*Exercise prompt*: Return, unchanged, every line in the entries below that contains the string "ceiling". Case counts when matching.

[Raw records]
-*-
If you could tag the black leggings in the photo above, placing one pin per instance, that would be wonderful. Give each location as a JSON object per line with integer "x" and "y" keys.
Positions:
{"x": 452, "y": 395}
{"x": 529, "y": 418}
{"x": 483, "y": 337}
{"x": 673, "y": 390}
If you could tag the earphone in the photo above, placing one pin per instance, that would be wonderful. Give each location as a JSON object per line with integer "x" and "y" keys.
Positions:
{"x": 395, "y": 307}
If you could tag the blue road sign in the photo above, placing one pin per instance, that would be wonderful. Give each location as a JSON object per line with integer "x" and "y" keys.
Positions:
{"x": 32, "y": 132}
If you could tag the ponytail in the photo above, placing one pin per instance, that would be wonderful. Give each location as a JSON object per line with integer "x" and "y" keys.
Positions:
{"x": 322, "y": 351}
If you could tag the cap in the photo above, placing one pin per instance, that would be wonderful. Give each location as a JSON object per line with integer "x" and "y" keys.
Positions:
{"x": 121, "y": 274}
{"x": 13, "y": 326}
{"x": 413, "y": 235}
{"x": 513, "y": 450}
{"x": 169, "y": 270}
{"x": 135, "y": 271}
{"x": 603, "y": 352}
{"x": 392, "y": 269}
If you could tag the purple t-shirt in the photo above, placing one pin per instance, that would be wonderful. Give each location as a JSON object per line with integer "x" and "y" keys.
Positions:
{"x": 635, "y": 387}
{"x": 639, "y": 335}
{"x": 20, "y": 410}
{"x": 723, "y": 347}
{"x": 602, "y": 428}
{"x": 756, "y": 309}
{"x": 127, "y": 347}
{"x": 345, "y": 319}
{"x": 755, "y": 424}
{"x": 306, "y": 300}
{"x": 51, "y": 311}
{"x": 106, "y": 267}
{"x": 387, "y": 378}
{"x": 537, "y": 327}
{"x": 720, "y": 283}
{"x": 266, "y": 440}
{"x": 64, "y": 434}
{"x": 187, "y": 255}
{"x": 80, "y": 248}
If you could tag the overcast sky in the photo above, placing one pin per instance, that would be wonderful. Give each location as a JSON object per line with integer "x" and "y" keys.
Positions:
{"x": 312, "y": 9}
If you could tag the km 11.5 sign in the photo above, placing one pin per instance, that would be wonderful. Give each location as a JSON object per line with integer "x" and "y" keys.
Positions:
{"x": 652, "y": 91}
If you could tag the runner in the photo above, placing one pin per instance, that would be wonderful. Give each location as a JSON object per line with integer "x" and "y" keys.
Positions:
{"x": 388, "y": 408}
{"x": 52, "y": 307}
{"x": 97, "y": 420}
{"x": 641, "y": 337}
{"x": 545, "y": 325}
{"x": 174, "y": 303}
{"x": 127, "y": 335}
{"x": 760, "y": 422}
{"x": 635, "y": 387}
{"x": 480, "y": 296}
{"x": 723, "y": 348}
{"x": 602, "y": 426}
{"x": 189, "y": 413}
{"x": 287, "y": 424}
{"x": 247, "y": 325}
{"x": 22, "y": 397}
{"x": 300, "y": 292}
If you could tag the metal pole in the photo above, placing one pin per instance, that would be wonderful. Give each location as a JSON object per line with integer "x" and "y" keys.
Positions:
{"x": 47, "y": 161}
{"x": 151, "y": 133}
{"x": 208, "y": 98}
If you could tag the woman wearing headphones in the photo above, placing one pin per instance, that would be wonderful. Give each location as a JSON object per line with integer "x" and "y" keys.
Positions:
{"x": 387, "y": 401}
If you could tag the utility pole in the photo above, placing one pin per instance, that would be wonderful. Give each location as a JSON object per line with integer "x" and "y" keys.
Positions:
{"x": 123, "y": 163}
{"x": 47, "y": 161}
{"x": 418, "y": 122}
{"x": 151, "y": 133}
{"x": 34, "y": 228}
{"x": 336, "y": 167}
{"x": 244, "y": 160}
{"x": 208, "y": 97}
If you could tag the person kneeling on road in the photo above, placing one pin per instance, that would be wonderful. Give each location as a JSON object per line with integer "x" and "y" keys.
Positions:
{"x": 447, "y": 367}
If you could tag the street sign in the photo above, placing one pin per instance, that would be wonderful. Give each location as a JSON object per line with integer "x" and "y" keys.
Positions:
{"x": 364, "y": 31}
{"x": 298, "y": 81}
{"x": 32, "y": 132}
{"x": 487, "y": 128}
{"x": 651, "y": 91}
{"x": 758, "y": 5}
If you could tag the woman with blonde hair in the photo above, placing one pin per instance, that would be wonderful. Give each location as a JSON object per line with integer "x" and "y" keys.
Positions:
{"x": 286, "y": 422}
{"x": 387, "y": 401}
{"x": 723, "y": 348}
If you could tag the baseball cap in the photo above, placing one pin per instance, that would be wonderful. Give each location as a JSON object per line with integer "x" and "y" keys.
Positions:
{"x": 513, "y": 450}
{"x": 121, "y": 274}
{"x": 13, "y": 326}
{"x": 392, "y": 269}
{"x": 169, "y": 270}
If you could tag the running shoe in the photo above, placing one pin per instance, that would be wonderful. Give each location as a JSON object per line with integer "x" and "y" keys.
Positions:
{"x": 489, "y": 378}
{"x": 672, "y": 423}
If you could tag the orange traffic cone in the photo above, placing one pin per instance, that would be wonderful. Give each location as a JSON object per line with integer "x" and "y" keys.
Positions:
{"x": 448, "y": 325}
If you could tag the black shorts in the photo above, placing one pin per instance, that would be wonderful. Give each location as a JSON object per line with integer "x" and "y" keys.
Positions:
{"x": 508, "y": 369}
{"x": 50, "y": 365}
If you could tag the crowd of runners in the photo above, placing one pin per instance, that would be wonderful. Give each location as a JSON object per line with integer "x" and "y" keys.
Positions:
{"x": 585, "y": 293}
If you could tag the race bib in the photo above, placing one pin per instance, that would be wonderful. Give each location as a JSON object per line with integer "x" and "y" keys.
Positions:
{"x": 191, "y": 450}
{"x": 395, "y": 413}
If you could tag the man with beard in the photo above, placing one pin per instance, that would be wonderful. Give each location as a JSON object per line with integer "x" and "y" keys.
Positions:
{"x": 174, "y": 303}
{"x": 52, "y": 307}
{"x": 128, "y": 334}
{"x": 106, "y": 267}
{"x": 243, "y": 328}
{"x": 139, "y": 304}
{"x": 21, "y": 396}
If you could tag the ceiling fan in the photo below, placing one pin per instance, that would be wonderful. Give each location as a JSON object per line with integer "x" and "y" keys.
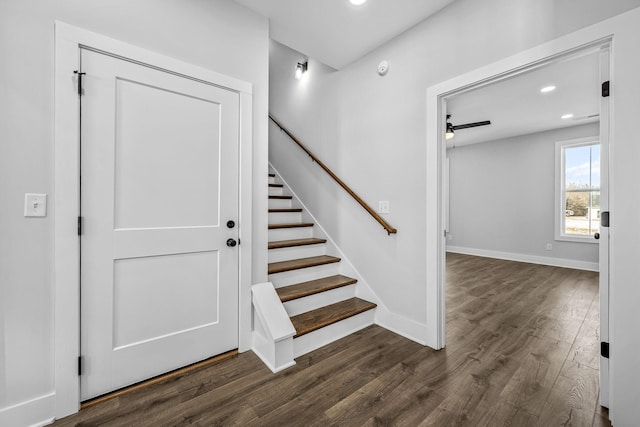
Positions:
{"x": 451, "y": 128}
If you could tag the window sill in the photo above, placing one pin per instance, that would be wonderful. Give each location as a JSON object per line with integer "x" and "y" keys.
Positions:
{"x": 576, "y": 239}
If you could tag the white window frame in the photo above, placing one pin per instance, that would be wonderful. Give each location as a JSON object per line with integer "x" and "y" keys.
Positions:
{"x": 560, "y": 214}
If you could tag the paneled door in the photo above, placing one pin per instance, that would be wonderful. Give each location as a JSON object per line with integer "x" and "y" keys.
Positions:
{"x": 159, "y": 187}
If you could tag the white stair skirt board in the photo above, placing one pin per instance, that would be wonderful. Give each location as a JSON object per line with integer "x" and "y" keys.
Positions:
{"x": 328, "y": 334}
{"x": 322, "y": 299}
{"x": 284, "y": 217}
{"x": 532, "y": 259}
{"x": 292, "y": 277}
{"x": 34, "y": 412}
{"x": 296, "y": 252}
{"x": 273, "y": 330}
{"x": 290, "y": 233}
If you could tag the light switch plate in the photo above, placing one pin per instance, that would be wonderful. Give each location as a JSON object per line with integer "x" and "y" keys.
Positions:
{"x": 35, "y": 205}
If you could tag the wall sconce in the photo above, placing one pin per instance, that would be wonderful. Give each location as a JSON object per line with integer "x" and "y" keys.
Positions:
{"x": 301, "y": 68}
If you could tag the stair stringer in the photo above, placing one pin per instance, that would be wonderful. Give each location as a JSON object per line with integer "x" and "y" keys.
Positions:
{"x": 272, "y": 336}
{"x": 384, "y": 318}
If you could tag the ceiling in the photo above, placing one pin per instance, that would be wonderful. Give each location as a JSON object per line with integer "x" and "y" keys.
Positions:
{"x": 336, "y": 32}
{"x": 515, "y": 105}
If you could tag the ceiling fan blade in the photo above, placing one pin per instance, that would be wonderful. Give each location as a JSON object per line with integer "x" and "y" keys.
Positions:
{"x": 472, "y": 125}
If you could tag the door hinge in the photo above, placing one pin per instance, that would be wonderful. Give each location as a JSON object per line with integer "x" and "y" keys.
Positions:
{"x": 80, "y": 89}
{"x": 604, "y": 349}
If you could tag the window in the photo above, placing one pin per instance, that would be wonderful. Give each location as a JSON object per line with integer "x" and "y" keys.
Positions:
{"x": 577, "y": 190}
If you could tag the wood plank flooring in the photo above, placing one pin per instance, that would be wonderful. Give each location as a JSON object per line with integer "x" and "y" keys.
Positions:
{"x": 522, "y": 350}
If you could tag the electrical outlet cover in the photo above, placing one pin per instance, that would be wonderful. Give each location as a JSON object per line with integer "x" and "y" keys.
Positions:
{"x": 35, "y": 205}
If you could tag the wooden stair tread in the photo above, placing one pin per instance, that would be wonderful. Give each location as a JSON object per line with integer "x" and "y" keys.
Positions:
{"x": 312, "y": 287}
{"x": 284, "y": 210}
{"x": 296, "y": 264}
{"x": 295, "y": 242}
{"x": 325, "y": 316}
{"x": 290, "y": 225}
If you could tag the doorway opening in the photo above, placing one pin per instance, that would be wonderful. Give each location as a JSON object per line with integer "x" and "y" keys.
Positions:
{"x": 440, "y": 100}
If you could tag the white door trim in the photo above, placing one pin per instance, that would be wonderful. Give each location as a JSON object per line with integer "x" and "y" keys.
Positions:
{"x": 68, "y": 40}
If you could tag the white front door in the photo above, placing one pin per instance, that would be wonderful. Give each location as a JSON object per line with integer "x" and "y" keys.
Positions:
{"x": 159, "y": 182}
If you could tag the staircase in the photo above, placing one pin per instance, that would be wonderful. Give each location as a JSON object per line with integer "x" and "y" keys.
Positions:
{"x": 306, "y": 274}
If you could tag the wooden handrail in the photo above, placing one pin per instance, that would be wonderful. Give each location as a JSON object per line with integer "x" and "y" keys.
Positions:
{"x": 341, "y": 183}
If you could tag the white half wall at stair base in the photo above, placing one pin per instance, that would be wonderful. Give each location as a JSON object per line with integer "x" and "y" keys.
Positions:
{"x": 273, "y": 331}
{"x": 394, "y": 322}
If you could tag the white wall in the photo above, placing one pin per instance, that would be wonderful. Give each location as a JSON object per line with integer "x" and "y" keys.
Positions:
{"x": 502, "y": 196}
{"x": 216, "y": 34}
{"x": 371, "y": 130}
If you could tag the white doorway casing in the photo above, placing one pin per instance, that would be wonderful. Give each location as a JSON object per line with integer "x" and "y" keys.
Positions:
{"x": 68, "y": 42}
{"x": 602, "y": 34}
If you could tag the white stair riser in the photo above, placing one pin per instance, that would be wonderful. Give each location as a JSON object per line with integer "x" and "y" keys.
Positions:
{"x": 286, "y": 254}
{"x": 284, "y": 217}
{"x": 304, "y": 274}
{"x": 328, "y": 334}
{"x": 322, "y": 299}
{"x": 279, "y": 203}
{"x": 275, "y": 191}
{"x": 290, "y": 233}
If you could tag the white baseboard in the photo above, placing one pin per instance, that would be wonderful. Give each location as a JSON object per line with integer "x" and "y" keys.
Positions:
{"x": 401, "y": 325}
{"x": 533, "y": 259}
{"x": 33, "y": 413}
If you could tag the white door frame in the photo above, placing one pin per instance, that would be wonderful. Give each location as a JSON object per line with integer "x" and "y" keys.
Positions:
{"x": 596, "y": 35}
{"x": 68, "y": 40}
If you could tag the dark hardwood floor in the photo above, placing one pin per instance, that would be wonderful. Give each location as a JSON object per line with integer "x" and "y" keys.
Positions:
{"x": 522, "y": 350}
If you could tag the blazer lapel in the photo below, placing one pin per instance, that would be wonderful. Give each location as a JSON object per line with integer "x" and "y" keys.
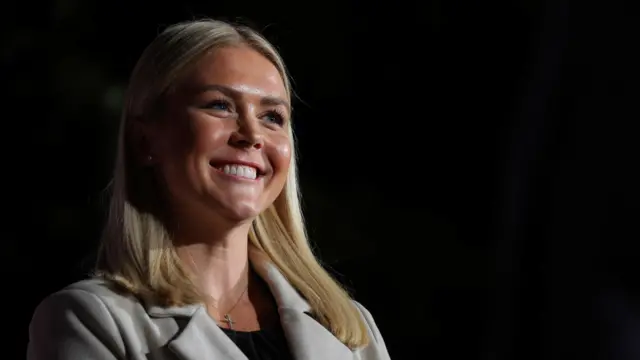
-*-
*Solution for this exercise*:
If you could tag the ceiling fan in the photo below, placing one pin per instance, that would be wonderful. Give each location as a JSON object per line with integer "x" and "y" keys.
If you could tag the ceiling in the photo above, placing one pin per instance, that would be wonderful. Give each location as a JSON object per line with integer "x" and "y" keys.
If you could tag the ceiling fan blade in the photo above, placing one pin per instance, that would be wonderful. Give each location as a JSON object per line with integer "x" and "y" keys.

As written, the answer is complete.